--- MATERIAL FOR THE TASK ---

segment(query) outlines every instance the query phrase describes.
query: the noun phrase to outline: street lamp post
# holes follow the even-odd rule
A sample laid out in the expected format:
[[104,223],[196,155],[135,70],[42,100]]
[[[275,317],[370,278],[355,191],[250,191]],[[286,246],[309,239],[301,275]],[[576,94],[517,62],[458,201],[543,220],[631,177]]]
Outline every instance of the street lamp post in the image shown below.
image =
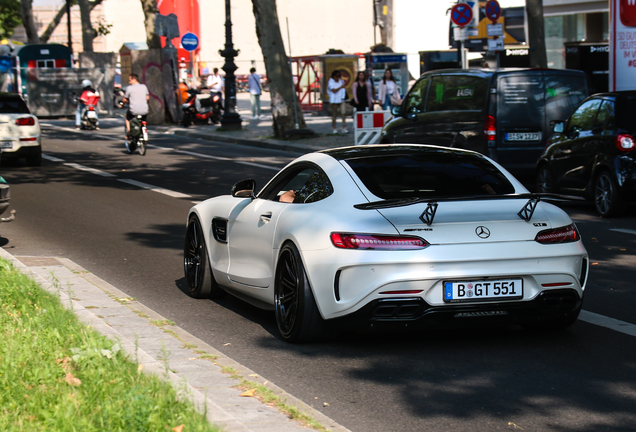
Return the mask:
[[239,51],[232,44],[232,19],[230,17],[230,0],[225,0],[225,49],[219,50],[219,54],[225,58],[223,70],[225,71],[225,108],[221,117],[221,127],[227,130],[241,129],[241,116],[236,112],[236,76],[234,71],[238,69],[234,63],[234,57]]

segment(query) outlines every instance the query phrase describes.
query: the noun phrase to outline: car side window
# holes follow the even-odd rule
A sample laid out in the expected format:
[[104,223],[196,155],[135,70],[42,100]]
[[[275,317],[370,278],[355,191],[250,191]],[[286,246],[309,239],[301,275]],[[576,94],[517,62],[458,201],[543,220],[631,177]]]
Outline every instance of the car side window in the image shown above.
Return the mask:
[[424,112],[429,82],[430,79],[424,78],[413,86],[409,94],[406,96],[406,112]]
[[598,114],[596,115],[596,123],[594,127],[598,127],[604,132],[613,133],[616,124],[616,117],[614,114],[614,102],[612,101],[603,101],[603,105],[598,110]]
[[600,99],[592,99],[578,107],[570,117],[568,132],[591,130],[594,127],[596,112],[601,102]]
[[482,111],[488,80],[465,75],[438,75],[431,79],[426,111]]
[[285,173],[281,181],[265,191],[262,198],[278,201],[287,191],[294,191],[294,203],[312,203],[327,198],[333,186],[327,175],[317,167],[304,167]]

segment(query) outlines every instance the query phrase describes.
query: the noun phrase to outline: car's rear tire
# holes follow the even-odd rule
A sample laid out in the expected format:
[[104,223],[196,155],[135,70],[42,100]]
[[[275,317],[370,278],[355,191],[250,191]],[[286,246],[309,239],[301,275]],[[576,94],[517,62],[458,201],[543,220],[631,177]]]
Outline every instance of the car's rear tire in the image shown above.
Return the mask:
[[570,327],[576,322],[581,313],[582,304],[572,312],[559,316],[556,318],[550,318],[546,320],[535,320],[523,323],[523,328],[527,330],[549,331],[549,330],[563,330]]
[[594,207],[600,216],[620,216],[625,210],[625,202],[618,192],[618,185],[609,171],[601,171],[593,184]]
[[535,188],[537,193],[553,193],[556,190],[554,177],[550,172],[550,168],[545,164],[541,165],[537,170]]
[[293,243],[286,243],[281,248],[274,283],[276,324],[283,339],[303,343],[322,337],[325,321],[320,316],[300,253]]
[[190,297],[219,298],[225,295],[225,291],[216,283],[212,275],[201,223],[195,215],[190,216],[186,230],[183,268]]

---

INSTRUCTIONS TO FOLLOW :: Your reply must contain each entry exactly as written and no pictures.

SOLUTION BELOW ::
segment(query) outlines every instance the query phrase describes.
query: the noun phrase to outline: street lamp post
# holes follow the even-odd rule
A sample laid out in the expected format:
[[104,223],[196,155],[135,70],[42,100]]
[[[275,317],[370,278],[355,191],[250,191]],[[286,246],[309,239],[301,275]],[[576,94],[517,62],[458,201],[543,220],[631,177]]]
Outline every instance of the street lamp post in the image shown below.
image =
Return the mask:
[[239,51],[232,44],[232,19],[230,17],[230,0],[225,0],[225,49],[219,50],[219,54],[225,58],[223,70],[225,71],[225,108],[221,117],[221,127],[227,130],[241,129],[241,116],[236,112],[236,76],[234,71],[238,69],[234,63],[234,57]]

segment(query) outlines every instance the query phrase describes.
query: the noun phrase to outline: car side window
# holes follow the even-odd rule
A sample laid out in the expected format:
[[104,223],[196,155],[135,70],[42,100]]
[[[275,317],[370,278],[355,191],[250,191]],[[286,246],[309,239],[301,275]],[[576,94],[517,62],[458,201],[543,220],[631,177]]]
Outline every instance of the car side window in the image shown above.
Return the mask:
[[424,112],[429,82],[430,79],[424,78],[413,86],[409,94],[406,96],[406,112]]
[[598,114],[596,115],[596,123],[594,127],[598,127],[604,132],[613,133],[616,124],[616,117],[614,114],[614,102],[612,101],[603,101],[603,105],[598,110]]
[[600,99],[592,99],[578,107],[570,117],[568,132],[591,130],[594,127],[596,112],[601,102]]
[[482,111],[488,80],[465,75],[438,75],[431,79],[426,111]]
[[285,173],[281,181],[265,191],[262,198],[278,201],[287,191],[294,191],[294,203],[312,203],[327,198],[333,186],[327,175],[317,167],[304,167]]

segment(query) outlines every instance the query phrase describes.
query: the noun phrase to outline: car's rear tire
# holes follow the even-odd rule
A sample laid out in the expected format:
[[104,223],[196,155],[135,70],[42,100]]
[[[275,317],[370,278],[355,191],[250,191]],[[286,246],[309,239],[301,275]],[[576,94],[517,62],[458,201],[543,220],[631,177]]]
Outline every instance of the car's rear tire in the image shown above.
Return the mask:
[[570,327],[576,322],[581,313],[582,304],[572,312],[559,316],[556,318],[550,318],[546,320],[535,320],[523,323],[523,328],[527,330],[549,331],[549,330],[563,330]]
[[594,207],[600,216],[620,216],[625,210],[625,202],[618,192],[618,185],[609,171],[601,171],[593,184]]
[[535,188],[537,193],[553,193],[556,190],[554,177],[550,172],[550,168],[545,164],[541,165],[537,170]]
[[293,243],[286,243],[281,248],[274,283],[276,324],[283,339],[303,343],[322,337],[325,321],[320,316],[300,253]]
[[190,297],[219,298],[225,295],[225,291],[216,283],[212,275],[201,223],[195,215],[190,216],[186,230],[183,268]]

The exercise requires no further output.